┌─ DOCUMENT EXCERPT
Four Pillars of High Performance - pedrocarrion.com

What’s a Pillar?

A pillar is an upright engineering structure that holds up the ceiling on a building. In this case, High Performance being the ceiling. Therefore, without these pillars, high performance can’t be supported. In this scenario, you need these pillars as step one in order to have step two. Pillars come before the ceiling.

What’s High Performance?

High Performance is best described by Brendan Burchard as encompassing these qualities.

  • Clarity
  • Energy
  • Courage
  • Productivity
  • Influence

I think Brendan does a good job of giving readers an overview of what constitutes High Performance in an individual.

I also write about High Performance Teams as exhibiting the following traits.

  • Strong sense of ownership
  • Empowering leadership
  • Open communication
  • Trust
  • Developing new approaches
  • Focus on time/task/quality

I’ve written another post outlining 10 Lessons on High Performance. I won’t summarize it here but it’s a quick read if you’re interested.

Finally, let’s move into what the Four Pillars of High Performance are!

1. Alertness

You must be alert to your organization’s challenges, strengths, weaknesses, opportunities, and threats. You must know not only internal issues, but external ones also. Doing a SWOT analysis for your organization or department is a good first step. However, make sure that you know how to properly conduct one. Too often, I see well meaning individuals conduct incorrect SWOT analyses for their organizations. They’re well meaning because they really want to help. What makes them incorrect is that they don’t properly account for what’s an internal threat and what’s an external threat.
└─
┌─ MATERIAL SUPPLIED
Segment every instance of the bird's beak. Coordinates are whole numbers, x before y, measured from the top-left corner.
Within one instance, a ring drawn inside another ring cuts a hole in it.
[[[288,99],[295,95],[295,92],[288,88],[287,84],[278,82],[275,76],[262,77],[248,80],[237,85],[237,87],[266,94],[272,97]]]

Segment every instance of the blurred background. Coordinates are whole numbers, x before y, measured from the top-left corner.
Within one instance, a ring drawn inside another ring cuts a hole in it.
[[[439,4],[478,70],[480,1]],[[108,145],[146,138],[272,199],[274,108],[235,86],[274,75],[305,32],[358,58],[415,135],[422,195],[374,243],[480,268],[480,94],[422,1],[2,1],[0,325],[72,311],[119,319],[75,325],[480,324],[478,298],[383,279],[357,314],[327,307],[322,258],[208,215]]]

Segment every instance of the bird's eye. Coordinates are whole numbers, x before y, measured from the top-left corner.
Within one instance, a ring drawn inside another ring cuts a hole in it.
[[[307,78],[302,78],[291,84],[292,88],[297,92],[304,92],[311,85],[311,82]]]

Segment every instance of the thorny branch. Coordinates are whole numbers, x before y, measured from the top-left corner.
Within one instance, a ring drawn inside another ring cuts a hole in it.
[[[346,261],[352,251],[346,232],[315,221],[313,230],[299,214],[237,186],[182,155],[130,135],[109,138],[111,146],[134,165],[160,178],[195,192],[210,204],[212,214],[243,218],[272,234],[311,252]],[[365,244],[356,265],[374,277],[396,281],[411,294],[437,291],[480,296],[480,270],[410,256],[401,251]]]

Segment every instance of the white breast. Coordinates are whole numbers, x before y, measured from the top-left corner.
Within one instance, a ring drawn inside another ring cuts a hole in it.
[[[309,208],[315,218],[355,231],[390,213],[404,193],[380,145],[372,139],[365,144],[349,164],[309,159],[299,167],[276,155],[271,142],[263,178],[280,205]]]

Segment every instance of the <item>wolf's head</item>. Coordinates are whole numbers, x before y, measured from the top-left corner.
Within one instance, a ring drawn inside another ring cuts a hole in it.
└─
• **WHAT TO DO**
1 – In the listing, reproduce word for word the stretch from the line containing "Segment every instance of the <item>wolf's" through the listing's final line.
2 – Resume the article on the four pillars of high performance from the point where it stops.
The high-performance article and the listing have no connection to each other.

• **THE RESPONSES**
1 –
Segment every instance of the <item>wolf's head</item>. Coordinates are whole numbers, x before y, measured from the top-left corner.
Within one instance, a ring drawn inside another ring cuts a hole in it.

2 –
For example, a changing demographic means that in a few years, your community may look, speak, act, and even think differently than you do now. That’s an external threat, there’s nothing you can do about that. An example of an internal threat is your inability to retain staff, that’s internal because you’re doing it to yourself!

2. Agility

Your organization must be agile in it’s performance. It must be ready to increase or decrease services or products at a moment’s notice. This is increasingly representative of our new economy, hence the increase of contract and temporary workers. This is much easier said than done. If you’re a church or nonprofit, you can do this by leveraging contract workers or staffing agencies.

Some churches want every individual to be working there to be a devoted Christian, that’s great but likely not realistic. Anyway, does it matter if your video editor isn’t a Christian? If it does, then there are Christian video editors living abroad who’ll happily edit your video podcasts. They’ll also do it for a fraction of the price as a full time video editor would.

3. Adaptability

Your organization must adapt to change. Knowing about change and being able to adapt to it is different from actually pulling the trigger and adapting. Think of it this way, knowing you must adapt is the mental follow through. It’s the equivalent of making a New Year’s resolution of going to the gym. It’s great that you mentally know the first step. However, true adaptation requires a directional change. True adaptability means that you make the resolution and follow through.

It means scaling up services and being able to scale down. It means abandoning your pet project because it no longer makes sense. It means withdrawing your request for a new staff person because it’s clear that another team really needs one. At the department level, it means doing what’s best for the organization, not your department/team. Most importantly, it means being able to follow through on what’s best!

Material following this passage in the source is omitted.